[start]

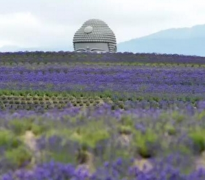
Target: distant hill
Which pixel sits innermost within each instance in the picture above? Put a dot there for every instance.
(186, 41)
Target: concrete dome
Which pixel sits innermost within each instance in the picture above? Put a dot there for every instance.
(95, 33)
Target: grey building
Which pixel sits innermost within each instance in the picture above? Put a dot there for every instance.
(95, 36)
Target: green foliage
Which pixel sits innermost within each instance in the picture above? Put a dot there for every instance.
(8, 139)
(145, 142)
(198, 138)
(90, 134)
(18, 156)
(127, 120)
(20, 126)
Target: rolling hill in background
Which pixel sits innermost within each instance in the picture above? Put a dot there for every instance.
(186, 41)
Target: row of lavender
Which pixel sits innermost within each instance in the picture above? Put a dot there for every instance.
(113, 116)
(72, 57)
(99, 143)
(97, 78)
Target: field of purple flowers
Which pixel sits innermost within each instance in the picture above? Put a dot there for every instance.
(107, 116)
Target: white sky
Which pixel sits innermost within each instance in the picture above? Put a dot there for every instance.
(41, 23)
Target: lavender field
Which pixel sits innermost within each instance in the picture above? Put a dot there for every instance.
(106, 116)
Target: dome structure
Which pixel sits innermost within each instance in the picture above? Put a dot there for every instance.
(95, 35)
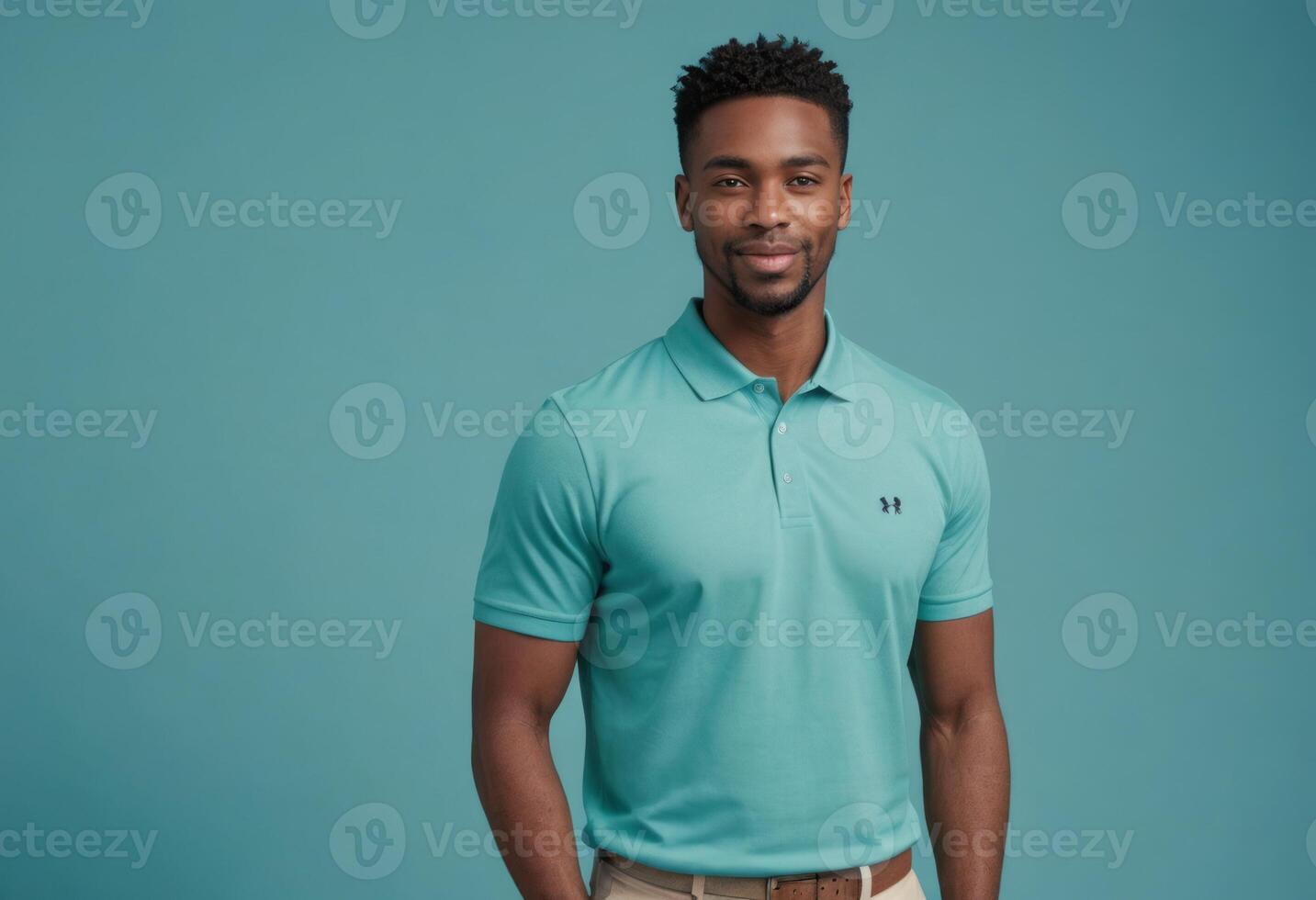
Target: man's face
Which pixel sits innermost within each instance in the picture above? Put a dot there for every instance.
(765, 197)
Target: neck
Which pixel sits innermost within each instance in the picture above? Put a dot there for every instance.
(786, 347)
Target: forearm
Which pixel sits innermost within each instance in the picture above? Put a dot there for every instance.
(528, 809)
(966, 799)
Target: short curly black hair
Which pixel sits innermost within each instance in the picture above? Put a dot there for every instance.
(762, 69)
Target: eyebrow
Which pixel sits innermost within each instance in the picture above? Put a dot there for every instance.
(790, 162)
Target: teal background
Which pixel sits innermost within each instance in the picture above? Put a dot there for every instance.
(487, 295)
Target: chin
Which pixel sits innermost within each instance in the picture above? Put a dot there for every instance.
(772, 303)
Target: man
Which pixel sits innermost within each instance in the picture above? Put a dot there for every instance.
(747, 575)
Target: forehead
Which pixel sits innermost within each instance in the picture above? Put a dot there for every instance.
(763, 129)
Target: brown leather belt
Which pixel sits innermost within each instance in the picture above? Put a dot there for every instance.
(844, 884)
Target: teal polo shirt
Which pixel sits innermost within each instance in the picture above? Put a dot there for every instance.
(744, 578)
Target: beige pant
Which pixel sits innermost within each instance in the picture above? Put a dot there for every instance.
(607, 882)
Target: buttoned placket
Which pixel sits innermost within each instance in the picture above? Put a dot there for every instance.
(786, 462)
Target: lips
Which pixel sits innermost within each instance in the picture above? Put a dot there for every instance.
(769, 258)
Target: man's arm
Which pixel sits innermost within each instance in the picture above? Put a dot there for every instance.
(517, 684)
(965, 753)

[end]

STATED TASK:
Return every line of the records above verbatim, leaving out the pictures.

TASK RESULT:
Target: distant hill
Which pixel sits innermost within each instance in the picture above? Put a dot there for every instance.
(186, 41)
Target: concrete dome
Which pixel sits innermost within each instance in the picture above? Put a dot there for every instance.
(95, 33)
Target: grey building
Which pixel sits innermost within each instance in the picture above? Put a dot there for every instance.
(95, 36)
Target: green foliage
Which pixel sits innermost within each instance in the picture above? Put a dot there for every instance.
(8, 139)
(145, 142)
(198, 138)
(90, 134)
(18, 156)
(127, 120)
(20, 126)
Target: rolling hill in background
Which pixel sits innermost within each instance in the picture above? Put a dot there for every instance.
(186, 41)
Target: row of lavender
Which pixel sits innermost within each instance in the picture above? Put a dot there for every instance.
(113, 116)
(72, 57)
(99, 143)
(97, 78)
Target: field of purple flowers
Which pixel sits innermost within each instance in the picture above? Put a dot there for every instance.
(107, 116)
Target: white sky
Which pixel sits innermost within each instance in the picture above? Put a dot there for every instance.
(41, 23)
Target: lavender field
Which pixel sits innermost within each instance in the picture above? Put a dot there for every instance.
(106, 116)
Target: dome structure
Which pixel sits innermost within each instance in the picture above? Put a dot there for every instance.
(95, 35)
Target: man's face
Which pixel sits innermost within each instance in the picture above? Put a dot there for every instance.
(765, 197)
Target: neck
Which pixel sits innermost within each instance in the picture above? Put a dot there for every instance.
(786, 347)
Target: forearm
Which pixel sits innermost within each instance in the picture above? Put a dot there for every instance.
(528, 809)
(966, 799)
Target: short curly black hair
Which pixel sits innermost within each instance in the picture above? Put a dot there for every instance.
(762, 69)
Target: eyebrow
Which pixel sits innermost within each instance in the picture above? Put a dot there for every instance.
(790, 162)
Target: teal background
Which pixel sits innermost within each instance in the picture above? Put a dot there for every instance.
(487, 295)
Target: chin
Which pixel sits innermost within each instance in the picture above? Put a dot there for every instance.
(772, 303)
Target: man
Which pixel sits innermost within each instance in the picture above? Put a dot there for every instance.
(747, 575)
Target: forehead
Which pixel sits innermost within each instance in the picture above? Put a dot there for every instance.
(763, 129)
Target: brown leather belt
Which pixel sits innermost within each instance in the picture above? Put a dot there for every instance.
(844, 884)
Target: teal polo shirt
Which pixel sits innermost within each instance in the picture above? Put a dot there for every instance.
(744, 578)
Target: beige pant
Which pixel sits innermost within each instance in the picture above? Put a dot there for every instance.
(607, 882)
Target: buttoned placket
Which pixel sits innermost within each instance in the picture above? Put a dot there for every instance.
(786, 462)
Target: lips
Which pixel sits innermost within each instance in the picture above? Put a dot there for every instance.
(769, 258)
Target: man's arm
Which pixel sits innermost within each instance in the picture above? Put a dot there for every instance.
(517, 684)
(965, 753)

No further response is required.